*INFORMATION*.

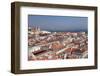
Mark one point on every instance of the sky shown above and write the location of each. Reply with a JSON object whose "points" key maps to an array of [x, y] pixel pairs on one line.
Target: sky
{"points": [[58, 23]]}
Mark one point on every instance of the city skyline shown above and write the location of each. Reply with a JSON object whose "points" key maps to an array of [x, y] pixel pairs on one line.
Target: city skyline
{"points": [[58, 23]]}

*WHAT IS EXPECTED*.
The lines from the one with "Target: sky" through the final line of the data are to be reproduced exactly, both included, with no other lines.

*RESULT OF THE TASK*.
Target: sky
{"points": [[58, 23]]}
Mark one point on every instance of the city skyline shown above and write the location of each. Reply with a JSON object whose "points" key maps to an array of [x, y] pixel pairs on one line.
Target: city skyline
{"points": [[58, 23]]}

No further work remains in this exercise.